**Excerto do texto**.
++++++

A cimeira, a decorrer entre terça e quinta-feira na capital norte-americana e que irá assinalar o 75.º aniversário da NATO, tem desde já uma marca "menos positiva", quando os aliados se confrontarem com um Presidente dos Estados Unidos que "recebe os outros chefes de estado e de governo algo debilitado", observou Martins da Cruz em declarações à Lusa.
O antigo diplomata, que foi embaixador na NATO nos anos 90 e depois chefe da diplomacia portuguesa (2002-2003), aludia às notórias dificuldades do Presidente norte-americano, Joe Biden, no debate televisivo que travou no final de junho com o adversário republicano Donald Trump, na disputa presidencial em novembro deste ano e que será outro tema dominante da cimeira de alto nível.
Ao longo do último ano, Donald Trump declarou que não pretende manter o apoio à Ucrânia e, há alguns meses, sugeriu que encorajaria a Rússia a "fazer o que raio quisesse" com os países aliados que não cumpram as quotas de gastos com defesa.
Segundo o antigo governante e atual presidente do conselho de administração da Oeiras Valley Investment Agency, a reunião em Washington terá a pairar a possibilidade do regresso do republicano à Casa Branca, a par dos laços transatlânticos, a que a guerra na Ucrânia veio dar uma nova relevância.
"O conflito na Ucrânia veio demonstrar que, cada vez mais, a defesa e a segurança de muitos países europeus depende da Aliança Atlântica e do apoio dos Estados Unidos", alerta.

++++++

**Dados disponíveis**.

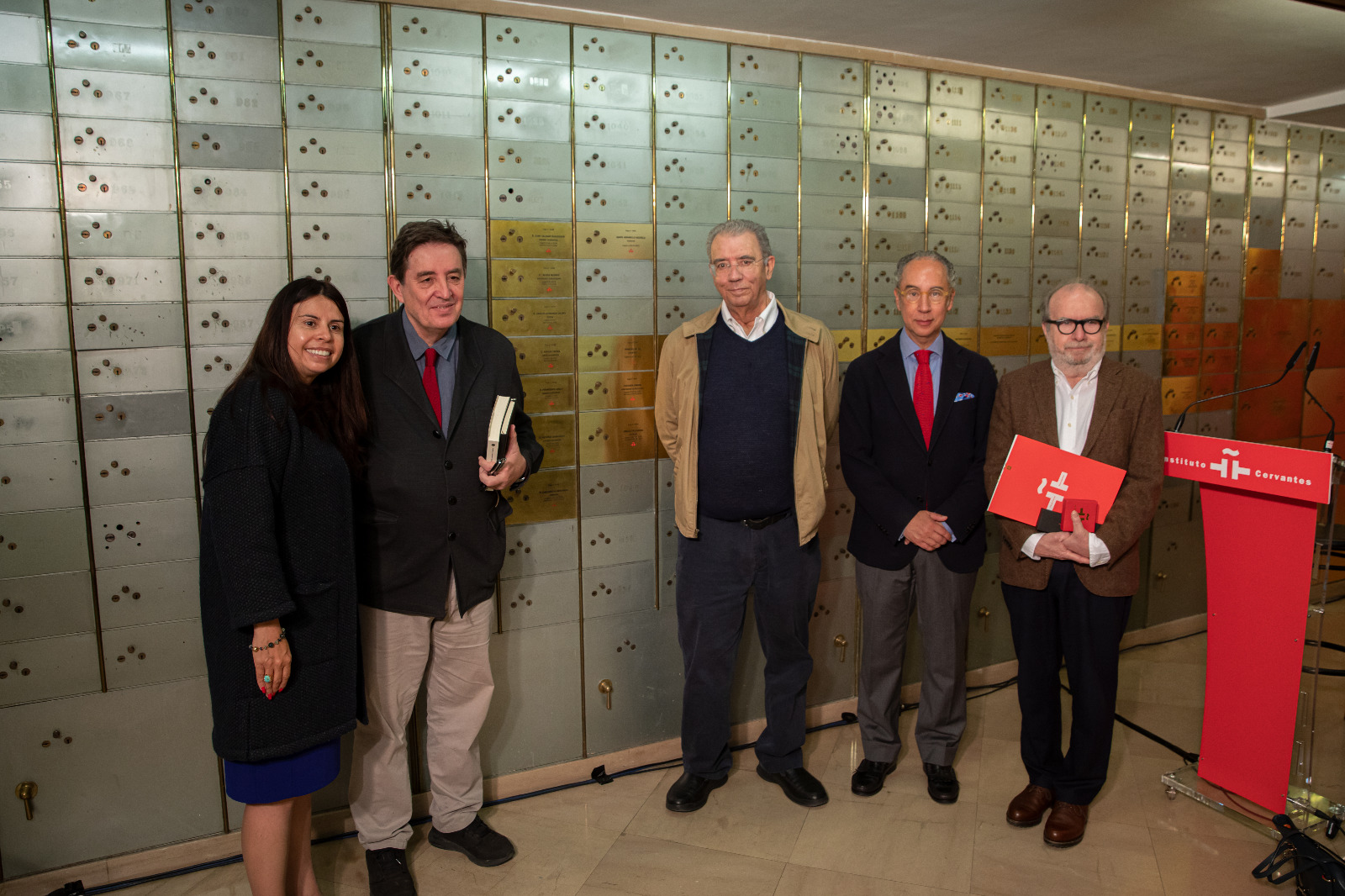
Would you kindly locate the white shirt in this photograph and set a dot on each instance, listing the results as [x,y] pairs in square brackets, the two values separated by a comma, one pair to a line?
[760,326]
[1073,414]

++++++

**Tarefas a realizar**.
A. De acordo com o texto sobre a cimeira da NATO, que aniversário da Aliança vai a cimeira assinalar?
B. Por favor, reproduza o trecho do texto sobre a cimeira da NATO entre "O antigo diplomata, que" e "gastos com defesa.", inclusive.

**Lista de respostas**.
A. O 75.º aniversário da NATO.

B.
O antigo diplomata, que foi embaixador na NATO nos anos 90 e depois chefe da diplomacia portuguesa (2002-2003), aludia às notórias dificuldades do Presidente norte-americano, Joe Biden, no debate televisivo que travou no final de junho com o adversário republicano Donald Trump, na disputa presidencial em novembro deste ano e que será outro tema dominante da cimeira de alto nível.
Ao longo do último ano, Donald Trump declarou que não pretende manter o apoio à Ucrânia e, há alguns meses, sugeriu que encorajaria a Rússia a "fazer o que raio quisesse" com os países aliados que não cumpram as quotas de gastos com defesa.